EXCERPT TO READ →

[Begin]

Payment for the Shares to be
purchased on the Closing Date or the Additional Closing Date, as
the case may be, shall be made against delivery to the
Representatives for the respective accounts of the several
Underwriters of the Shares to be purchased on the Closing Date or
the Additional Closing Date, as the case may be, with any transfer
taxes payable in connection with the sale of such Shares duly paid
by the Company. Delivery of the Shares shall be made through the
facilities of The Depository Trust Company (“DTC”)
unless the Representatives shall otherwise instruct. The
certificates for the Shares will be made available for inspection
and packaging by the Representatives at the office of DTC or its
designated custodian not later than 1:00 P.M., New York City time,
on the business day prior to the Closing Date or the Additional
Closing Date, as the case may be.
(d) As compensation to the
Underwriters for their commitments hereunder, the Company will pay,
or cause to be paid, to the Representatives, for the accounts of
the several Underwriters, an amount equal to $0.49652 per share for
the Shares to be delivered by the Company hereunder on the Closing
Date or the Additional Closing Date, as the case may be. On
September 23, 2009, or on such other date, not later than the
fifth business day thereafter, as the Representatives and the
Company may agree upon in writing, or, in the case of the Option
Shares, on the date and time specified by the Representatives in
the written notice of the Underwriters’ election to purchase
such Option Shares, the Company will pay or cause to be paid by
wire transfer, in immediate available funds, such commission to the
account specified by the Representatives.
(e) The Company acknowledges and
agrees that the Underwriters are acting solely in the capacity of
an arm’s length contractual counterparty to the Company with
respect to the offering of Shares contemplated hereby (including in
connection with determining the terms of the offering) and not as a
financial advisor or a fiduciary to, or an agent of, the Company or
any other person. Additionally, neither the Representatives nor any
other Underwriter is advising the Company or any other person as to
any legal, tax, investment, accounting or regulatory matters in any
jurisdiction. The Company shall
consult with its own advisors concerning such
matters and shall be responsible for making its own independent
investigation and appraisal of the transactions contemplated
hereby, and the Underwriters shall have no responsibility or
liability to the Company with respect thereto. Any review by the
Underwriters of the Company, the transactions contemplated hereby
or other matters relating to such transactions will be performed
solely for the benefit of the Underwriters and shall not be on
behalf of the Company.
3. Representations and Warranties
of the Company . The Company represents and warrants to each
Underwriter as of the Applicable Time and as of the Closing Date
that:
(a) Preliminary Prospectus.

[End]

WRITTEN TASK 1 →
In the underwriting excerpt above, how much per share does the Company pay the Underwriters as compensation?

MATERIAL →
[Begin]

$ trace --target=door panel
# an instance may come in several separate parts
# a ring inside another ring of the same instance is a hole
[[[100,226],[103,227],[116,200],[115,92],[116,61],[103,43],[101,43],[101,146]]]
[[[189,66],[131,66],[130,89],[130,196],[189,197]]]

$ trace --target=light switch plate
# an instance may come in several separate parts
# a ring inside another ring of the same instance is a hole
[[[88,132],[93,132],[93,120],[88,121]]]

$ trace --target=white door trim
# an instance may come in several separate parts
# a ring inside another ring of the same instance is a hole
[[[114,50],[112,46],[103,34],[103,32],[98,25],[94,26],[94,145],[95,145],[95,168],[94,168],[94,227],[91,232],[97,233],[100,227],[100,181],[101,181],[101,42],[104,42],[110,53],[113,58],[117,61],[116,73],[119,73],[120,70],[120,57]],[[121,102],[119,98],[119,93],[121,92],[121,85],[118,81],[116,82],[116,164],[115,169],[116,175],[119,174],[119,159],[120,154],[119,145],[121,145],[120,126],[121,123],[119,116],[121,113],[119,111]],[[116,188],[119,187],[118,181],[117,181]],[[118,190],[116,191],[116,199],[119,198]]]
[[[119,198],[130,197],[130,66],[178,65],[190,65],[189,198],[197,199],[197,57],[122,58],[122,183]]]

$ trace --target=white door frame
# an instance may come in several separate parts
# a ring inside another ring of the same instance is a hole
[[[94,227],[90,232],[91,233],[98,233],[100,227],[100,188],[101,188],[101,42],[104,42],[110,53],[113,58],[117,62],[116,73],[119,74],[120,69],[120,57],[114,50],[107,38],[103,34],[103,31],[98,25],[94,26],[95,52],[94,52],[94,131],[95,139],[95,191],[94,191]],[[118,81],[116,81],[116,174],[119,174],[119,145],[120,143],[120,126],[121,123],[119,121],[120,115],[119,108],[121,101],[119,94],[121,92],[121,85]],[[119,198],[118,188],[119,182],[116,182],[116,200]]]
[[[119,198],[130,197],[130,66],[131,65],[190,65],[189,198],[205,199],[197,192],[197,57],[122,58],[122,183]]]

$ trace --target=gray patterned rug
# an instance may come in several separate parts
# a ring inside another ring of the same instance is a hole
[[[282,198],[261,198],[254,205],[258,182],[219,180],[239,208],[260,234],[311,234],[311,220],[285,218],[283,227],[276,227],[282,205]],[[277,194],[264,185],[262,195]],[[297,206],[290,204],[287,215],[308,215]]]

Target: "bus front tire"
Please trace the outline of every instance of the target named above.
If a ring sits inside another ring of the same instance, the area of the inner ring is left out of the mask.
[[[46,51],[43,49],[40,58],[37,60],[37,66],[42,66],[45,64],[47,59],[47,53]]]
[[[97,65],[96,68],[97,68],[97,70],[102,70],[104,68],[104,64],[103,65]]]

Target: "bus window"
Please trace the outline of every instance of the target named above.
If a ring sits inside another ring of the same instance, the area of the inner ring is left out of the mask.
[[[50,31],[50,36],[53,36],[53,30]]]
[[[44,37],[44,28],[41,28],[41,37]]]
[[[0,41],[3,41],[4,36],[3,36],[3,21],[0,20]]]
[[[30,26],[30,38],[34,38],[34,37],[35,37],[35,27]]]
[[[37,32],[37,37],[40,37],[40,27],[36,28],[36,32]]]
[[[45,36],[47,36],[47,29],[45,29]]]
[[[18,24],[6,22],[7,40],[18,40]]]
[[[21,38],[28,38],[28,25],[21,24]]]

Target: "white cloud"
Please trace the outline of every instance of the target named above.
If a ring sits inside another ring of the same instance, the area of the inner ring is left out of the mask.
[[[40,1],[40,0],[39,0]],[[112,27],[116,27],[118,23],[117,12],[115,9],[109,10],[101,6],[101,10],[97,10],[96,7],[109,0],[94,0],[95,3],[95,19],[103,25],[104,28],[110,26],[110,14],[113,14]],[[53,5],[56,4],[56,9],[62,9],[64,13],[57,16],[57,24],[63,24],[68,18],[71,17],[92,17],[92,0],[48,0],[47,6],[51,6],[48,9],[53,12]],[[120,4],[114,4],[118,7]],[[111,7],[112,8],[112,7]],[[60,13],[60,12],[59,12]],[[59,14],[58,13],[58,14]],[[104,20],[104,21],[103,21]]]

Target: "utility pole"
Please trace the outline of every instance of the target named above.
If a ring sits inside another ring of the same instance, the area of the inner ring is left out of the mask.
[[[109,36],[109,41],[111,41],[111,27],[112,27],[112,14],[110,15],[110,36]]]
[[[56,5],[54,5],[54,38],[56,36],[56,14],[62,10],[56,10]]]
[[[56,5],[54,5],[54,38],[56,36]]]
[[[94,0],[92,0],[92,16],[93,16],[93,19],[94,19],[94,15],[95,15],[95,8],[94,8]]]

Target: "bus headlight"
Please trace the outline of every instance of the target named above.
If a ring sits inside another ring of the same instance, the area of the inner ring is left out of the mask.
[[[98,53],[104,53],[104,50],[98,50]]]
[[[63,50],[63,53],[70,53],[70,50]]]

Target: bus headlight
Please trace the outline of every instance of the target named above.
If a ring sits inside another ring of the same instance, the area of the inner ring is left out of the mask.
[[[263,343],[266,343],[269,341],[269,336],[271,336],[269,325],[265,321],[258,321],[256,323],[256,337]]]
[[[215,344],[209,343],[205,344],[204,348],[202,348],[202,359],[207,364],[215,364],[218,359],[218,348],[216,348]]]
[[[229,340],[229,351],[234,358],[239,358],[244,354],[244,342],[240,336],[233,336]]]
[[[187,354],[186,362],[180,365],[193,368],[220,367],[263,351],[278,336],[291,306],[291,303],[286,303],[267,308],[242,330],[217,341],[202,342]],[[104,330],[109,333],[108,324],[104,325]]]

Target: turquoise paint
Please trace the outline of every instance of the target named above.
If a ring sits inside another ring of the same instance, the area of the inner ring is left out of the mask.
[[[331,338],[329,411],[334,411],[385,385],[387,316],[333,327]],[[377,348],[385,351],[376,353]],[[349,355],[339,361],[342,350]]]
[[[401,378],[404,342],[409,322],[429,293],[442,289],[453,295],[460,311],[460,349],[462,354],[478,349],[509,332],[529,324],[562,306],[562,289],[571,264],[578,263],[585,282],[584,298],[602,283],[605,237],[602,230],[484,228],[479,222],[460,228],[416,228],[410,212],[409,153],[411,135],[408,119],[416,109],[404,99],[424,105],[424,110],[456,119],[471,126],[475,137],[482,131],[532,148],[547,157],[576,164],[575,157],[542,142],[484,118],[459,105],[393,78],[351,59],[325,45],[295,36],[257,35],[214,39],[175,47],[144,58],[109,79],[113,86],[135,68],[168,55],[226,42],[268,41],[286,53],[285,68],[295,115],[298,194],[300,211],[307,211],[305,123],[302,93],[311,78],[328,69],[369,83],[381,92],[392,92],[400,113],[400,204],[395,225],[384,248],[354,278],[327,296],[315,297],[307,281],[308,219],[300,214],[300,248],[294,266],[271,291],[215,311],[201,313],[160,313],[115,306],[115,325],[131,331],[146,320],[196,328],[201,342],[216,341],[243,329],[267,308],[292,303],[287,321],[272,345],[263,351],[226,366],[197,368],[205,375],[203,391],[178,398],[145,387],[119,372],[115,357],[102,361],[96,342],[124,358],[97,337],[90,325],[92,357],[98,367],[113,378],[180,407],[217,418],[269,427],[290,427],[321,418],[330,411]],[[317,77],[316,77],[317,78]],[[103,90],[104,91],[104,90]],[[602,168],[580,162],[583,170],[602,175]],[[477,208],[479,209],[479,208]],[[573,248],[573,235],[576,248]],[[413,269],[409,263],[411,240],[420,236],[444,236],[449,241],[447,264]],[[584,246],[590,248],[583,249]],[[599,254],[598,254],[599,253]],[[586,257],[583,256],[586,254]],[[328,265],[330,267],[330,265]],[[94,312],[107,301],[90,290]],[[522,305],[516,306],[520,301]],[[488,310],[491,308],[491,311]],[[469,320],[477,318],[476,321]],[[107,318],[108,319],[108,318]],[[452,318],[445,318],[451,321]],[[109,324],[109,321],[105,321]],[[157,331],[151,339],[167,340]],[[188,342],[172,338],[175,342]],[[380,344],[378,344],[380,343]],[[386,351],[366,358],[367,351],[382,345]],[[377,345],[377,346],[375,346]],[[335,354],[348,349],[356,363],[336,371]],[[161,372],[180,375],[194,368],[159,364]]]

[End]

WRITTEN TASK 2 →
How many lines in the rows contain the word "white"? Give only the number.

EXERCISE ANSWER 1 →
$0.49652 per share

EXERCISE ANSWER 2 →
3